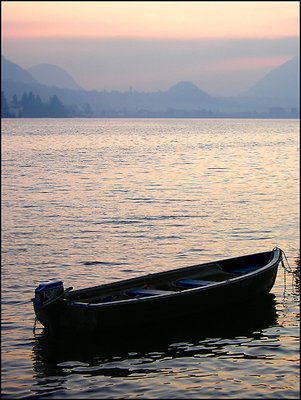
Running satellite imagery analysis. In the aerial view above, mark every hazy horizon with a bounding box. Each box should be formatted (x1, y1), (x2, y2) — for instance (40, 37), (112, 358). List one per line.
(2, 1), (299, 96)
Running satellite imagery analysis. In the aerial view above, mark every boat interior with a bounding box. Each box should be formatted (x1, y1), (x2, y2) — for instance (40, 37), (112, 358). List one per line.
(66, 255), (266, 305)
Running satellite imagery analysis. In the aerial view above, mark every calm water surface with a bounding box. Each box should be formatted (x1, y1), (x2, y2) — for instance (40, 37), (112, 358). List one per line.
(1, 118), (299, 398)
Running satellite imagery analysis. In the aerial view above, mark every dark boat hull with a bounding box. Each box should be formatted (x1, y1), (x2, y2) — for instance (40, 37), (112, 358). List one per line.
(33, 248), (282, 336)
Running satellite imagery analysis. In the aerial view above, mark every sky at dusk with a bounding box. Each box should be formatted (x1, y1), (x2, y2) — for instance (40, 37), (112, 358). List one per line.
(1, 1), (299, 96)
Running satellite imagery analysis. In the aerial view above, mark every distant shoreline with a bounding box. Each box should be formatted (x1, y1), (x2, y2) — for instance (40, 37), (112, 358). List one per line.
(1, 115), (299, 120)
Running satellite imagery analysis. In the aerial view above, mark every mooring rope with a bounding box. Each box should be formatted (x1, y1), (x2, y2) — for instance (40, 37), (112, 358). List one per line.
(280, 249), (295, 274)
(279, 248), (299, 294)
(33, 317), (38, 335)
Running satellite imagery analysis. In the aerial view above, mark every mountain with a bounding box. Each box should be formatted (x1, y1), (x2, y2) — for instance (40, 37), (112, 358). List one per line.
(241, 56), (299, 100)
(1, 56), (37, 84)
(2, 55), (299, 117)
(167, 81), (211, 99)
(164, 81), (214, 109)
(28, 63), (82, 90)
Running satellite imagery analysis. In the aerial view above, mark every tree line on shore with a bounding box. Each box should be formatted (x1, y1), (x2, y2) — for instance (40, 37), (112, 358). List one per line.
(1, 91), (92, 118)
(1, 90), (299, 119)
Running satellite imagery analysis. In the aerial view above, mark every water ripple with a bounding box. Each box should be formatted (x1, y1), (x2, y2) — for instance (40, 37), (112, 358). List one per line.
(1, 118), (299, 399)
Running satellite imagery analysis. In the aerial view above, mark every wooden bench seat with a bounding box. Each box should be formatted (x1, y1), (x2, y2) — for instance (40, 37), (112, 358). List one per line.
(174, 279), (216, 288)
(227, 265), (258, 274)
(125, 288), (175, 298)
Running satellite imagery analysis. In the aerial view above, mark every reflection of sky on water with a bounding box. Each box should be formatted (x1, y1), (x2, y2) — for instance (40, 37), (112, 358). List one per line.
(2, 118), (299, 398)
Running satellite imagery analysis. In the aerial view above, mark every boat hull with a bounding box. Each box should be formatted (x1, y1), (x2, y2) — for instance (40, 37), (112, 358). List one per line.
(33, 249), (281, 336)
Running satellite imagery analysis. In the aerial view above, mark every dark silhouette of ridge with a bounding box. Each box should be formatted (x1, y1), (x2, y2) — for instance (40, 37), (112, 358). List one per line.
(168, 81), (211, 98)
(28, 63), (82, 90)
(1, 55), (299, 117)
(241, 56), (299, 99)
(1, 56), (37, 84)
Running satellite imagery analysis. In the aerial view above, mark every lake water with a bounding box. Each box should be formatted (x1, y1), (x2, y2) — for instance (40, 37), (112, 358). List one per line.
(1, 118), (299, 398)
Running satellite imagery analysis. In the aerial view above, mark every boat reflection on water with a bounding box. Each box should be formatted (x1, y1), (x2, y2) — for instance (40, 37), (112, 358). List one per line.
(32, 293), (278, 376)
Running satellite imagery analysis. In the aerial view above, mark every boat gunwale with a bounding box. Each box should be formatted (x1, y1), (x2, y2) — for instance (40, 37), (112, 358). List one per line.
(65, 249), (277, 296)
(65, 248), (281, 309)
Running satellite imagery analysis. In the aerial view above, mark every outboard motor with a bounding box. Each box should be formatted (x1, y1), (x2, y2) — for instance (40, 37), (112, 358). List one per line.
(34, 280), (64, 308)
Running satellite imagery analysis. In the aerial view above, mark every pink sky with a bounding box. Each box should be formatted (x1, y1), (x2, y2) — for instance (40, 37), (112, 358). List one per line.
(2, 1), (299, 95)
(3, 2), (298, 39)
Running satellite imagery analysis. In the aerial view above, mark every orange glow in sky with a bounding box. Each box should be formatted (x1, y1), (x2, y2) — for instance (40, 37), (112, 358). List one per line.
(1, 1), (299, 95)
(2, 1), (299, 39)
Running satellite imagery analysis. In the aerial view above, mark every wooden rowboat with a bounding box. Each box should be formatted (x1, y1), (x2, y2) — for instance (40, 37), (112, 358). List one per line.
(32, 247), (282, 336)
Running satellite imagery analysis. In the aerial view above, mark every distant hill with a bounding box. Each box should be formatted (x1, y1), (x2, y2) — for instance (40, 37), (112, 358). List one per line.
(28, 63), (82, 90)
(1, 55), (299, 117)
(167, 81), (211, 99)
(1, 56), (37, 84)
(241, 56), (299, 100)
(164, 81), (214, 108)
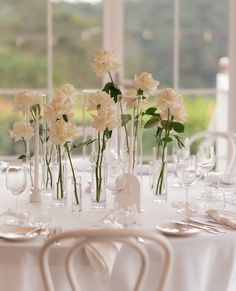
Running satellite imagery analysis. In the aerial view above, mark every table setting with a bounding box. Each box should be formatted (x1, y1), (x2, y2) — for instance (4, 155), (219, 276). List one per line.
(0, 49), (236, 291)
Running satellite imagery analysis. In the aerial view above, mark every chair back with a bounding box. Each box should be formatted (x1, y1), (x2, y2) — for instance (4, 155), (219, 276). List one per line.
(39, 228), (173, 291)
(189, 130), (236, 172)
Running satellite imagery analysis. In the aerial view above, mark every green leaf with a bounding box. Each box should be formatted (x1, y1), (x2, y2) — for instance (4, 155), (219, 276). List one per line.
(137, 88), (143, 95)
(102, 82), (122, 103)
(104, 128), (112, 139)
(101, 141), (107, 152)
(144, 116), (160, 128)
(161, 136), (172, 143)
(18, 154), (26, 161)
(62, 114), (69, 122)
(121, 114), (131, 126)
(145, 107), (157, 115)
(161, 120), (171, 130)
(172, 122), (184, 133)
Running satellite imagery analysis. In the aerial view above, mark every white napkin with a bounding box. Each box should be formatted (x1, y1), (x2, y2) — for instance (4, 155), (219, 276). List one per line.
(205, 209), (236, 229)
(84, 241), (121, 284)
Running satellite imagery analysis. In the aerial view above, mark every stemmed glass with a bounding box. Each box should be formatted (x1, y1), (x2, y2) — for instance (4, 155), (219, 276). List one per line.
(5, 163), (27, 222)
(176, 156), (197, 218)
(196, 144), (215, 199)
(172, 137), (190, 188)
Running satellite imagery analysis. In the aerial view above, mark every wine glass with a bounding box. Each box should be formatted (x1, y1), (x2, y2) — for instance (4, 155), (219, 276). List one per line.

**********

Set down every entry exactly as it appears, but skip the pictures.

* [OUTPUT OF THE EXERCISE]
Running satellite imagery analysis. In the aerial view above, mark every hazy horizon with a bounding box. Each box should be formatted (x1, y1), (x2, y2) — for instance (40, 37), (112, 358). List one per line.
(2, 1), (299, 96)
Running satellite imagery analysis. In the aerial view above, mark every boat interior with a bounding box. Each box should be formatted (x1, y1), (x2, y2) — for instance (40, 37), (112, 358). List one per line.
(66, 255), (266, 305)
Running satellite imagery analysis. In the aerial view above, mark every calm water surface with a bounding box. Each box should be formatted (x1, y1), (x2, y2) — for instance (40, 37), (112, 358). List one per line.
(1, 118), (299, 398)
Running satellite imagery analysis. In the aerial view above, mark every dark boat hull with a bounding box. Each box should be formatted (x1, y1), (x2, y2) — for instance (40, 37), (112, 358). List one per line.
(33, 248), (282, 336)
Running satellite imagery analysis. In the aerial view above, mark every sky at dusk with a bounding box. Each box should be formatted (x1, y1), (x2, y2) — for instance (40, 37), (112, 358). List one per line.
(1, 1), (299, 96)
Running satellite imagery analysis. In the aerial view above, mark every distant shoreline with a bounding box. Each box should be formatted (x1, y1), (x2, y2) — for instance (40, 37), (112, 358). List one per line.
(1, 115), (299, 120)
Running satellite imagery analysis. In the aerial view above, mark every mooring rope with a bounding box. Each box should be formatted (x1, y1), (x2, y2) — for instance (40, 37), (112, 358). List one per line.
(280, 249), (295, 274)
(279, 248), (299, 294)
(33, 317), (38, 335)
Running satellite imagery analysis. In the aerial view above, mark every mountain with a bounding box. Each box should be formatted (x1, y1), (x2, y2) — for instance (40, 37), (112, 358). List one per line.
(241, 56), (299, 100)
(1, 56), (37, 84)
(2, 55), (299, 117)
(167, 81), (211, 99)
(164, 81), (214, 109)
(28, 63), (82, 90)
Running satellite imagery analysis. In the aerial view above, mark every tree line on shore with a bounding box. Each box should be formatted (x1, y1), (x2, y2) — for instance (40, 37), (112, 358). List one per line.
(1, 91), (92, 118)
(1, 90), (299, 119)
Running satellite imagery analysis. In the aerial view above, mark every water ripple with a bounding box. Each box should be formatted (x1, y1), (x2, y2) — for instance (40, 37), (112, 358). List one per line.
(1, 118), (299, 399)
Running satellite imagery analysis. In the aerial view above, mark every wooden bench seat with a bounding box. Each box should be formatted (x1, y1), (x2, y2) — for instance (40, 37), (112, 358). List one per line.
(174, 279), (216, 288)
(227, 265), (258, 274)
(125, 288), (175, 298)
Running satellite imagery analysis. In the aerial view above, mark every reflection of sky on water with a bounding box. Each box should be formatted (x1, y1), (x2, y2) — for instance (40, 37), (112, 358). List one per line.
(2, 118), (299, 398)
Running satellite imagery analysis. In the aerial view above, mark every boat hull with a bounding box. Each box should be formatted (x1, y1), (x2, y2) — for instance (40, 37), (112, 358). List one per line.
(33, 249), (281, 336)
Running satellite imagery analysis. In the aerial view above, mark every dark silhouette of ridge with a bounding box. Each box should be formatted (x1, y1), (x2, y2) — for instance (40, 37), (112, 358). List one per line.
(168, 81), (211, 98)
(28, 63), (82, 90)
(1, 55), (299, 117)
(241, 56), (299, 99)
(1, 56), (37, 84)
Running satellite imagery analysis. In the aerial view above, mark every lake water with a bounding box. Each box should be formatted (x1, y1), (x2, y2) — for instance (40, 37), (112, 358). List one per line.
(1, 118), (299, 398)
Running satellite imagery analysis. In the aerial view above, mark every boat reflection on water with a bounding box. Each box should be formatted (x1, y1), (x2, y2) — for instance (40, 37), (112, 358). List one per line.
(32, 293), (278, 376)
Running satellite imagery analysis. In the aerial view above, mark every boat gunwale with a bounding box. Each box should be formatted (x1, y1), (x2, y2) — for instance (40, 37), (112, 358). List one per line.
(65, 249), (277, 296)
(65, 248), (281, 309)
Running satellite imagery analysis. In the aerial view above, mark every outboard motor with a bounding box. Each box should be formatted (x1, y1), (x2, y2) — for instance (40, 37), (112, 358). List one per line.
(34, 280), (64, 308)
Running satellite imagery analysis. In the aerial view above, mark every pink sky with a bounding box. Each box should be formatted (x1, y1), (x2, y2) — for instance (40, 37), (112, 358). List one per line.
(2, 1), (299, 95)
(3, 2), (298, 39)
Running satellite imagery analysis. In the aerial view above, mark every orange glow in sky with a bounding box. Each box should be formatted (x1, y1), (x2, y2) — for instance (40, 37), (112, 358). List one per line.
(1, 1), (299, 95)
(2, 1), (299, 39)
Running satellite imagery analysis. In the aerial view above, mark every wooden rowboat with a bounding box. Each box should be formatted (x1, y1), (x2, y2) — for instance (40, 37), (112, 358). List one per line.
(32, 247), (282, 336)
Running satellite imagery analysis. In the aerial view above, mark every distant hill with a bounding box. Each box should be formatted (x1, y1), (x2, y2) — for instance (40, 37), (112, 358). List one per line.
(28, 63), (82, 90)
(1, 55), (299, 117)
(167, 81), (211, 99)
(1, 56), (37, 84)
(241, 56), (299, 100)
(164, 81), (214, 108)
Running satellite imagery analysis. In the aerial view above, mark every table setting with a bounding box. Each box should be formatted (x1, y1), (x2, y2) — for instance (4, 155), (219, 276). List one per line.
(0, 49), (236, 291)
Running satellite imagery analysis. In the aerial view above, mark every chair back with a bounding box. Each box should be formatted (x1, y1), (x2, y2) — for instance (4, 155), (219, 276). List one per line.
(39, 228), (173, 291)
(189, 130), (236, 172)
Running satellite imagery analysis. In the aerial view above, mark every green leaf with a bounding box. Each box should be formatted (x1, y1), (x2, y2) — for instance (4, 155), (219, 276). List one per line.
(137, 88), (143, 95)
(102, 82), (122, 103)
(104, 128), (112, 139)
(101, 141), (107, 152)
(144, 116), (160, 128)
(161, 136), (172, 143)
(18, 154), (26, 161)
(62, 114), (69, 122)
(121, 114), (131, 126)
(145, 107), (157, 115)
(161, 120), (171, 130)
(172, 122), (184, 133)
Running satellite imagery analysis. In the aerial view above, mark every white napkin with a bounding box. Each box should be formatted (x1, y1), (x2, y2) — for instance (4, 155), (219, 276). List one per line.
(205, 209), (236, 229)
(84, 241), (121, 284)
Running satellite imagery analysis. In the aerial view above, mark every stemmed glass with a bounding box. Each box should be formatted (x1, y1), (x2, y2) — for instance (4, 155), (219, 276). List one per line.
(5, 163), (27, 222)
(176, 156), (197, 218)
(196, 144), (215, 199)
(172, 137), (190, 188)
Running satellite imagery analysis. In the aerial view above, mark every wine glass with a bounding box. Each box should be formatted (x1, y1), (x2, y2) — for instance (4, 155), (219, 276). List one per line.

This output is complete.